#### Supplied text

Hey Loves,

So, I've talked a lot about how shame and trauma show up in our lives—particularly around sexuality and mental health. If you've been reading along, you might be wondering: Okay, but what do I actually DO about it?

That’s a great question. Fortunately, I have an answer.

I'm going to share with you the approach I use with my clients. It's a holistic approach that uses somatic coaching techniques, and if you've never heard of it, that's okay. Most people haven't. But once you understand what it is and how it works, you'll probably realize you've been craving this kind of support your whole life.

Why You Should Care (Even If You Think You're Fine)

Maybe you're reading this because something feels off. Maybe you know logically you're "enough," but your heart doesn’t believe it. Maybe you feel stuck in patterns you can't seem to break—even though you understand intellectually what you should do differently.

Or maybe you're carrying something heavy. Like an invisible weighted blanket. You have a felt sense of past traumas that disconnects you from the present moment. Your thinking mind tries to make sense of it, but it only paralyzes you with judgment and worry.

You’re not in alignment.

This is where somatic awareness comes in…. Learning to trust your body’s wisdom. Honoring your internal experience by connecting your emotional responses with your bodily sensations.

It sounds like a lot and that’s because it is. But it’s also the first step to really connecting with yourself and healing.

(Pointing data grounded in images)
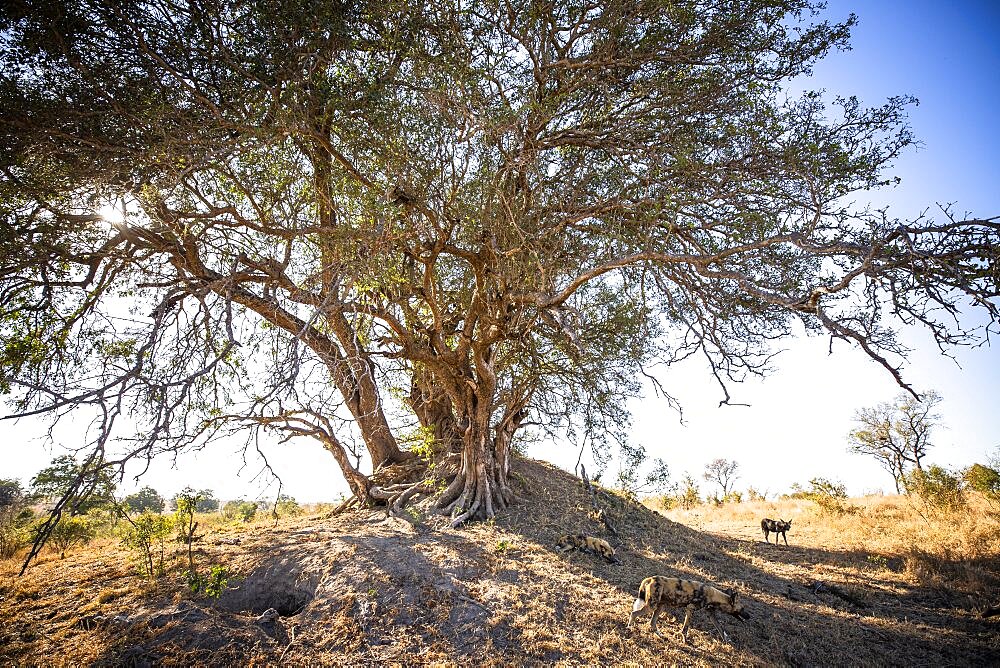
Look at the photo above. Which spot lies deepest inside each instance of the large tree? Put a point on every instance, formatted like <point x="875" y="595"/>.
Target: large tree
<point x="381" y="223"/>
<point x="897" y="433"/>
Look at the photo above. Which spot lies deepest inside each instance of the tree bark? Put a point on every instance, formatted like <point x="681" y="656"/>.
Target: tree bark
<point x="481" y="488"/>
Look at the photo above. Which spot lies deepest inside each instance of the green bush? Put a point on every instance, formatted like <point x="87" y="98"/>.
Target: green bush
<point x="69" y="531"/>
<point x="239" y="509"/>
<point x="985" y="480"/>
<point x="688" y="497"/>
<point x="15" y="518"/>
<point x="287" y="506"/>
<point x="828" y="495"/>
<point x="938" y="488"/>
<point x="146" y="535"/>
<point x="211" y="585"/>
<point x="146" y="498"/>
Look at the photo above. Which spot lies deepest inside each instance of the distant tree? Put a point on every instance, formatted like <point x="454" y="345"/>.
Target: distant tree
<point x="146" y="535"/>
<point x="240" y="509"/>
<point x="507" y="214"/>
<point x="723" y="473"/>
<point x="939" y="489"/>
<point x="897" y="434"/>
<point x="629" y="480"/>
<point x="75" y="530"/>
<point x="287" y="506"/>
<point x="829" y="495"/>
<point x="207" y="503"/>
<point x="689" y="496"/>
<point x="146" y="498"/>
<point x="11" y="492"/>
<point x="186" y="503"/>
<point x="88" y="488"/>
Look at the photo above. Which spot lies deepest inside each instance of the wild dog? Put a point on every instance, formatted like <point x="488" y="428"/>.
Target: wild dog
<point x="657" y="592"/>
<point x="779" y="528"/>
<point x="578" y="541"/>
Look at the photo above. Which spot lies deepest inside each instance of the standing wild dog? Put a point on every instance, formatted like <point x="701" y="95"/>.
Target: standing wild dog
<point x="658" y="592"/>
<point x="779" y="528"/>
<point x="578" y="541"/>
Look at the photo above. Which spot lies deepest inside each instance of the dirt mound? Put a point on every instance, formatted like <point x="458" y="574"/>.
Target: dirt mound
<point x="364" y="589"/>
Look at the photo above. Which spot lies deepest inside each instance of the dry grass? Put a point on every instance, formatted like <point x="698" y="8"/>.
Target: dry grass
<point x="363" y="590"/>
<point x="957" y="552"/>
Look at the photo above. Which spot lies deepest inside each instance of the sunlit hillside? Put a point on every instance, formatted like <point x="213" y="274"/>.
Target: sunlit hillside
<point x="862" y="588"/>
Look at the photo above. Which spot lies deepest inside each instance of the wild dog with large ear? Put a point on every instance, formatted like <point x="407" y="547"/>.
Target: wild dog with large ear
<point x="658" y="592"/>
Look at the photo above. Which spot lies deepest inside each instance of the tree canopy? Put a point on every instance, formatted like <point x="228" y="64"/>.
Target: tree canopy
<point x="897" y="433"/>
<point x="383" y="224"/>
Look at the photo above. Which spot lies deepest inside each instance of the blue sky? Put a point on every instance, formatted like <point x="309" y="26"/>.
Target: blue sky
<point x="945" y="54"/>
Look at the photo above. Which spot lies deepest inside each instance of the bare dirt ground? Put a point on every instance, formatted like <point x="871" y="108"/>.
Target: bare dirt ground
<point x="361" y="589"/>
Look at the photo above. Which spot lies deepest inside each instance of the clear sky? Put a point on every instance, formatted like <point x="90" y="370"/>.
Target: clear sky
<point x="948" y="56"/>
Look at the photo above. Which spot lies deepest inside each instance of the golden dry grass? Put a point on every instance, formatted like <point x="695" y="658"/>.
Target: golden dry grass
<point x="361" y="589"/>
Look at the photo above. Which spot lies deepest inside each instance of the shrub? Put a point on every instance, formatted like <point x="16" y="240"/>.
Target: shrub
<point x="145" y="536"/>
<point x="146" y="498"/>
<point x="985" y="480"/>
<point x="938" y="488"/>
<point x="211" y="585"/>
<point x="187" y="505"/>
<point x="70" y="531"/>
<point x="15" y="517"/>
<point x="239" y="509"/>
<point x="828" y="495"/>
<point x="688" y="497"/>
<point x="287" y="506"/>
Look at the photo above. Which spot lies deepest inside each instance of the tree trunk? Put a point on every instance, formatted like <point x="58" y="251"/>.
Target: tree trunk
<point x="358" y="482"/>
<point x="434" y="408"/>
<point x="481" y="488"/>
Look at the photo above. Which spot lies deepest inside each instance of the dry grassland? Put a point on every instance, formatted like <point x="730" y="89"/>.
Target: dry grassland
<point x="361" y="589"/>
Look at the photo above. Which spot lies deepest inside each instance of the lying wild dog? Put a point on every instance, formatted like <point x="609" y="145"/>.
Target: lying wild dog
<point x="779" y="528"/>
<point x="578" y="541"/>
<point x="658" y="592"/>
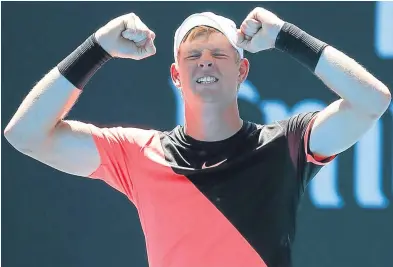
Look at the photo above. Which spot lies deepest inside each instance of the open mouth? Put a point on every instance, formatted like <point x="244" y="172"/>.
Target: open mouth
<point x="207" y="80"/>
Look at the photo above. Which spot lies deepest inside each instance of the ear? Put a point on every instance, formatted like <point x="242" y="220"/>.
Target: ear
<point x="244" y="68"/>
<point x="175" y="75"/>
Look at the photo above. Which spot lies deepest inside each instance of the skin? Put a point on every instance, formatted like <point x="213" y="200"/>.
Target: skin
<point x="211" y="110"/>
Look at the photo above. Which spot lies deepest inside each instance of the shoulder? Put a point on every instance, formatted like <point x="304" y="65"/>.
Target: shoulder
<point x="123" y="134"/>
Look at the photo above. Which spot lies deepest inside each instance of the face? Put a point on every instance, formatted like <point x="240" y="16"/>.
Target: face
<point x="209" y="69"/>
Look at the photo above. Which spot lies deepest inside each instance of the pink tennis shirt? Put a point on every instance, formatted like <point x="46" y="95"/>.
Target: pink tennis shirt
<point x="230" y="203"/>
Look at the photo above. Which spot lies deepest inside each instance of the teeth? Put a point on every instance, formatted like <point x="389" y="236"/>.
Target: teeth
<point x="207" y="79"/>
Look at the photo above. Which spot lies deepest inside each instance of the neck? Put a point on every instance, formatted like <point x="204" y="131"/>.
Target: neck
<point x="212" y="121"/>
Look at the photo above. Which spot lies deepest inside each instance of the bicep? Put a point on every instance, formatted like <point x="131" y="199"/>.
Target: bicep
<point x="338" y="127"/>
<point x="69" y="148"/>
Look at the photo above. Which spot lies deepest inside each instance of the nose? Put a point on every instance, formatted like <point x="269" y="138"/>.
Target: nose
<point x="205" y="64"/>
<point x="205" y="61"/>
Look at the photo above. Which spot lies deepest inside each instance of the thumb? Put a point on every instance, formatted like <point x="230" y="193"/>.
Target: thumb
<point x="150" y="47"/>
<point x="241" y="42"/>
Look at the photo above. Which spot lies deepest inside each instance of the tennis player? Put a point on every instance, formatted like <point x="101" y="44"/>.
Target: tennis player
<point x="217" y="191"/>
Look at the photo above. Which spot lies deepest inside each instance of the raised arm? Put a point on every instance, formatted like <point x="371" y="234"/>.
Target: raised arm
<point x="38" y="128"/>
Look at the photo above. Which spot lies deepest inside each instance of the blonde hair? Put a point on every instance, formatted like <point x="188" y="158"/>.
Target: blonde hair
<point x="204" y="31"/>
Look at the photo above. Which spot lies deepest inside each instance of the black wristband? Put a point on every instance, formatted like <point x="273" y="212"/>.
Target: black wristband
<point x="300" y="45"/>
<point x="80" y="65"/>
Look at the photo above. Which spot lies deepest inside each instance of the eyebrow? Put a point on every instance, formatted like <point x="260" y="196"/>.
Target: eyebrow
<point x="215" y="50"/>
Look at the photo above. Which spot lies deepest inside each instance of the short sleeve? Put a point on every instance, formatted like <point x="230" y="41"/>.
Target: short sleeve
<point x="119" y="150"/>
<point x="297" y="130"/>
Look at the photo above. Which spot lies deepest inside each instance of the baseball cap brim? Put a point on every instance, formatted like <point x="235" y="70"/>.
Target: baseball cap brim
<point x="224" y="25"/>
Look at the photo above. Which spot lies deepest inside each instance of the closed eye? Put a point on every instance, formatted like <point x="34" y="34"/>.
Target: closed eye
<point x="220" y="55"/>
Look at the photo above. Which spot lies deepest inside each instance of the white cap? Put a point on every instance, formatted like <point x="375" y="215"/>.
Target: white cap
<point x="224" y="25"/>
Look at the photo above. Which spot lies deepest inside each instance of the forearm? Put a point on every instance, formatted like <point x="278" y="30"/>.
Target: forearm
<point x="46" y="104"/>
<point x="352" y="82"/>
<point x="53" y="97"/>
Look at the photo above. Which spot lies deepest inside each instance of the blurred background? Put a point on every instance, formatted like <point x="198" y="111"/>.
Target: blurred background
<point x="54" y="219"/>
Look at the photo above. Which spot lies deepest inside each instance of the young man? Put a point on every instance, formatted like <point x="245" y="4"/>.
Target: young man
<point x="217" y="191"/>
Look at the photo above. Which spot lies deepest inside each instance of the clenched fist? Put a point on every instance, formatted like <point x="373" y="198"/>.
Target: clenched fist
<point x="259" y="30"/>
<point x="127" y="37"/>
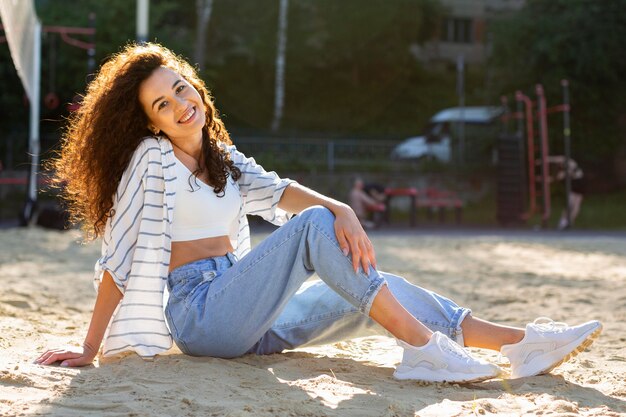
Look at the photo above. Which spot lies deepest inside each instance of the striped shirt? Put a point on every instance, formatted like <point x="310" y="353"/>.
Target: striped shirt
<point x="136" y="244"/>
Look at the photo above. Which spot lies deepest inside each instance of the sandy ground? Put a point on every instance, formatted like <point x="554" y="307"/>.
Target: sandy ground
<point x="46" y="297"/>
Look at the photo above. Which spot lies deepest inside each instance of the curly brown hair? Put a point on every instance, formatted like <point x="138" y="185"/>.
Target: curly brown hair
<point x="103" y="133"/>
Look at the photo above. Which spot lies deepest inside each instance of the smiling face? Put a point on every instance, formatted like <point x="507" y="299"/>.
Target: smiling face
<point x="173" y="107"/>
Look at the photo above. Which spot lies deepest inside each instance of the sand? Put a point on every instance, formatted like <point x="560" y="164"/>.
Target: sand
<point x="46" y="298"/>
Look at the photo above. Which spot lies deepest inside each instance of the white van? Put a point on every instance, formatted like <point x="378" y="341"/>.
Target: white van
<point x="436" y="142"/>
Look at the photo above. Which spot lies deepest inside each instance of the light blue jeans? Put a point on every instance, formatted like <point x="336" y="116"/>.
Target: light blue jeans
<point x="224" y="307"/>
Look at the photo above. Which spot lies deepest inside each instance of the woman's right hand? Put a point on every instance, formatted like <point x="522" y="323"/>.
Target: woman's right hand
<point x="69" y="357"/>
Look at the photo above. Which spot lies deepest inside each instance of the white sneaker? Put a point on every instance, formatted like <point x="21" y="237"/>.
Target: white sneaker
<point x="441" y="360"/>
<point x="547" y="344"/>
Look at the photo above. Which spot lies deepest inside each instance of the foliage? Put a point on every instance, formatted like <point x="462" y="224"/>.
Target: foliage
<point x="578" y="40"/>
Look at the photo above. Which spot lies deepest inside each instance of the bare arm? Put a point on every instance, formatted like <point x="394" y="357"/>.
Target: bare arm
<point x="350" y="234"/>
<point x="107" y="300"/>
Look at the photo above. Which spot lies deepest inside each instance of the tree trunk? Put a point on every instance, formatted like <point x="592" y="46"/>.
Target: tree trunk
<point x="279" y="92"/>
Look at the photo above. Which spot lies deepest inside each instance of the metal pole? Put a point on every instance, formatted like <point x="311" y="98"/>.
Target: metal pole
<point x="142" y="20"/>
<point x="33" y="143"/>
<point x="543" y="127"/>
<point x="530" y="148"/>
<point x="460" y="83"/>
<point x="506" y="114"/>
<point x="330" y="155"/>
<point x="567" y="143"/>
<point x="91" y="52"/>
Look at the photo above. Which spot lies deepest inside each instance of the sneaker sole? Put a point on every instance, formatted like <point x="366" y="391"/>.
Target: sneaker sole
<point x="581" y="346"/>
<point x="443" y="376"/>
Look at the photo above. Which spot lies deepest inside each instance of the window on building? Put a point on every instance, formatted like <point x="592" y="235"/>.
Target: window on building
<point x="457" y="30"/>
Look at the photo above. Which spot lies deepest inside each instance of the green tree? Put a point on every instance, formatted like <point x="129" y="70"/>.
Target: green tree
<point x="579" y="40"/>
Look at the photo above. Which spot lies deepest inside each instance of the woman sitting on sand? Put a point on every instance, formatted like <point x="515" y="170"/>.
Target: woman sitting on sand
<point x="148" y="165"/>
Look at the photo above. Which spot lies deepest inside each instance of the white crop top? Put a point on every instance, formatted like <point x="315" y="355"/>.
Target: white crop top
<point x="200" y="213"/>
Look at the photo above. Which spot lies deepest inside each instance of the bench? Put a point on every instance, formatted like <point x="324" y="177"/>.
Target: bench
<point x="409" y="192"/>
<point x="440" y="201"/>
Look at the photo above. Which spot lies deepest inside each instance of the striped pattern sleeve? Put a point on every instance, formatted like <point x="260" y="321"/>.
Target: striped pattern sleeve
<point x="135" y="251"/>
<point x="260" y="190"/>
<point x="130" y="205"/>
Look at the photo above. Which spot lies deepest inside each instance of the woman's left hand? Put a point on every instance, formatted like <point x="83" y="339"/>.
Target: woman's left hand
<point x="353" y="239"/>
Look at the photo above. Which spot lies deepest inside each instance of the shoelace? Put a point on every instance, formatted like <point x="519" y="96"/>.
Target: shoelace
<point x="456" y="350"/>
<point x="547" y="324"/>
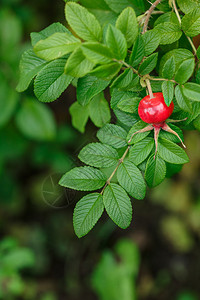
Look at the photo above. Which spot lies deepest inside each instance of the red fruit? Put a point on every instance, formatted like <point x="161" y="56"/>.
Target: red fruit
<point x="154" y="110"/>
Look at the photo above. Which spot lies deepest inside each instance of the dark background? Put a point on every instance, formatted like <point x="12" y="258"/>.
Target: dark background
<point x="40" y="256"/>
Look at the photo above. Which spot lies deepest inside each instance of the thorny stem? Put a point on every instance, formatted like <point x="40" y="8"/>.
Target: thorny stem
<point x="161" y="79"/>
<point x="149" y="13"/>
<point x="149" y="88"/>
<point x="115" y="170"/>
<point x="179" y="19"/>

#### Exercise description
Please reproduce the text on somatic coaching word for word, from "Or maybe you're" to "judgment and worry.".

#### Task response
Or maybe you're carrying something heavy. Like an invisible weighted blanket. You have a felt sense of past traumas that disconnects you from the present moment. Your thinking mind tries to make sense of it, but it only paralyzes you with judgment and worry.